Rows from a box labeling dataset:
+---+
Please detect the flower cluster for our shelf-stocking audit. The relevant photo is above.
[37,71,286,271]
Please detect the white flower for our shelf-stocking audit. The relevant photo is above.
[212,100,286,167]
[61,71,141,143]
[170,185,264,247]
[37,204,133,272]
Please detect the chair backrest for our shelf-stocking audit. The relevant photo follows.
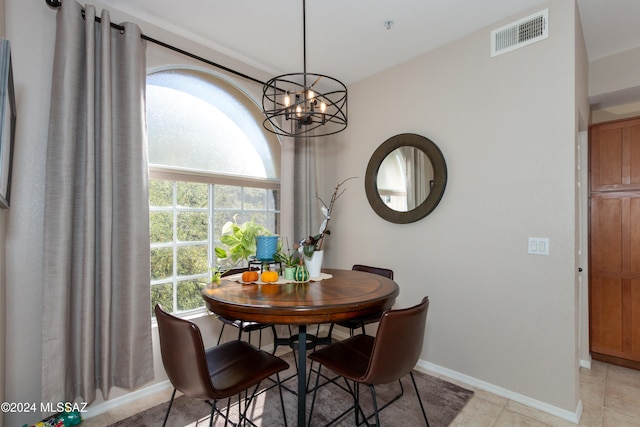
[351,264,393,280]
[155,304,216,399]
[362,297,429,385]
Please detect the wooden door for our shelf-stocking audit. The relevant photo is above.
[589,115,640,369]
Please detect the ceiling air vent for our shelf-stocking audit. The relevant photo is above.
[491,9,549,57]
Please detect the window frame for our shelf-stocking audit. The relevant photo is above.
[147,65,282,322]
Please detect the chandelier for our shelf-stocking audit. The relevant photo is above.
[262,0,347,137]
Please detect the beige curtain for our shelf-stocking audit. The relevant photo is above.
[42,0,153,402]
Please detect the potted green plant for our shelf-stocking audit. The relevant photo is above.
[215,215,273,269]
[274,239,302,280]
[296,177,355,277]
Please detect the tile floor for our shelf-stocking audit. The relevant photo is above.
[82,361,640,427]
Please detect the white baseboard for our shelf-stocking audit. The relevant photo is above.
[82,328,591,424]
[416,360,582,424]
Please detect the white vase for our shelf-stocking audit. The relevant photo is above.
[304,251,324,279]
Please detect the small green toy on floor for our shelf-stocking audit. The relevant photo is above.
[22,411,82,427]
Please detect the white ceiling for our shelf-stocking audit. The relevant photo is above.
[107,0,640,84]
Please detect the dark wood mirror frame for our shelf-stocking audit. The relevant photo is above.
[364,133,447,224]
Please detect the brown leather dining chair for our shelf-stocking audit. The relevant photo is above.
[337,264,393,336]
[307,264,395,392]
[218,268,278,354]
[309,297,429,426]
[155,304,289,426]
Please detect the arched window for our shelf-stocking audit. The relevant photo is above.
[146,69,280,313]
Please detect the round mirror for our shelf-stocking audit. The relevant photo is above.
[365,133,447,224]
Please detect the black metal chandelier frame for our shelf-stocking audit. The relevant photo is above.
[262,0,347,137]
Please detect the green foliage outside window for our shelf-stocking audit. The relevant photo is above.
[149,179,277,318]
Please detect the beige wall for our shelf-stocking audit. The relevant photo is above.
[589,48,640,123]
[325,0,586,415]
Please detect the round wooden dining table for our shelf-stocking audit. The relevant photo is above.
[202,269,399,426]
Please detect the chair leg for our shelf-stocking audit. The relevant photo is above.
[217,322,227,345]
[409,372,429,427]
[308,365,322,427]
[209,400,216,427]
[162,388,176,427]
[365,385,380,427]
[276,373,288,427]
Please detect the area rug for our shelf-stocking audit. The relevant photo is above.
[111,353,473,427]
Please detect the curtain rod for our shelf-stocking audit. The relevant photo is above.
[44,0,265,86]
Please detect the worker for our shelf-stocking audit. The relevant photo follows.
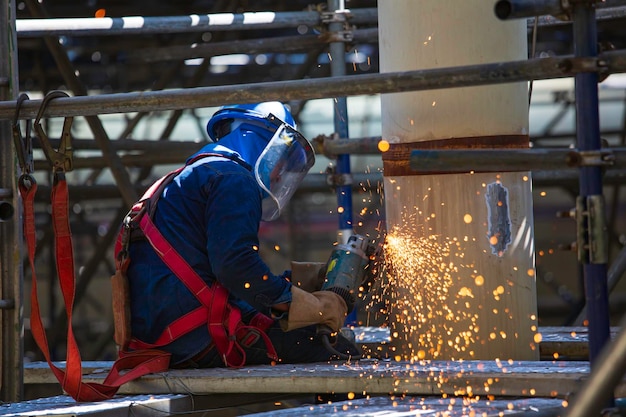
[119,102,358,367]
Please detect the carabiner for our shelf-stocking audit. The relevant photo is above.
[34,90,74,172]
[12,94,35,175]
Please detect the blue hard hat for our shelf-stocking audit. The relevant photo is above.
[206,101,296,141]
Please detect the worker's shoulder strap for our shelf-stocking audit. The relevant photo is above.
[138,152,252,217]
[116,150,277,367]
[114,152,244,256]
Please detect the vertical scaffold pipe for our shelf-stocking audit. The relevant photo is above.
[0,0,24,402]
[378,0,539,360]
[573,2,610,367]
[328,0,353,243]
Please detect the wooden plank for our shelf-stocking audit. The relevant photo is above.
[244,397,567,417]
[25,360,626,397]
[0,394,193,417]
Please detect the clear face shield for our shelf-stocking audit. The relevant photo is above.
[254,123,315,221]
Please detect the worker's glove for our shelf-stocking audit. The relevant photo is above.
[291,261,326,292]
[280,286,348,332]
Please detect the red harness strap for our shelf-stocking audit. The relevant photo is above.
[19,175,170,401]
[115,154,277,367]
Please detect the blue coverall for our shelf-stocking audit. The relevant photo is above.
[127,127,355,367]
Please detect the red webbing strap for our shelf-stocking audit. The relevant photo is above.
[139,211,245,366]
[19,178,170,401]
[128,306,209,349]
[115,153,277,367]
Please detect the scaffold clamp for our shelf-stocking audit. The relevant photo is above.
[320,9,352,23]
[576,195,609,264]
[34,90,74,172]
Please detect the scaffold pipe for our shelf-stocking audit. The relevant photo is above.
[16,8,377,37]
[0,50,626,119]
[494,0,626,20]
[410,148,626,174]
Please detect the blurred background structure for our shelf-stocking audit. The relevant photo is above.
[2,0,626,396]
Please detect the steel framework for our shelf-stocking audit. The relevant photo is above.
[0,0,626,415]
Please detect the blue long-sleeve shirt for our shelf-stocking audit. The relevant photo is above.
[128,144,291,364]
+---+
REQUIRED WORK: Put the records, starting at the first line and ending at the line that contains "[491,9,549,57]", into a Markdown table with the columns Row and Line, numbering each row. Skip blank lines and leave the pictures out.

REPLY:
| Row | Line |
|---|---|
| 1 | Please detect the flower cluster for our shelf-stocking audit. The relevant photo is above. |
| 2 | [37,71,286,271] |
| 3 | Please detect the white flower for our shelf-stocking audit. The relevant photo is above. |
| 4 | [212,100,286,167] |
| 5 | [61,71,141,143] |
| 6 | [170,185,264,247] |
| 7 | [37,204,133,272] |
| 8 | Please detect the chair backrest for our shelf-stocking audit. The relevant photo follows. |
| 9 | [351,264,393,280] |
| 10 | [155,304,216,399] |
| 11 | [362,297,429,385] |
| 12 | Please detect the wooden door for our shelf-stocking audit. The relevant photo is above. |
| 13 | [589,115,640,369] |
| 14 | Please detect the ceiling air vent for our shelf-stocking audit. The relevant photo is above. |
| 15 | [491,9,549,57] |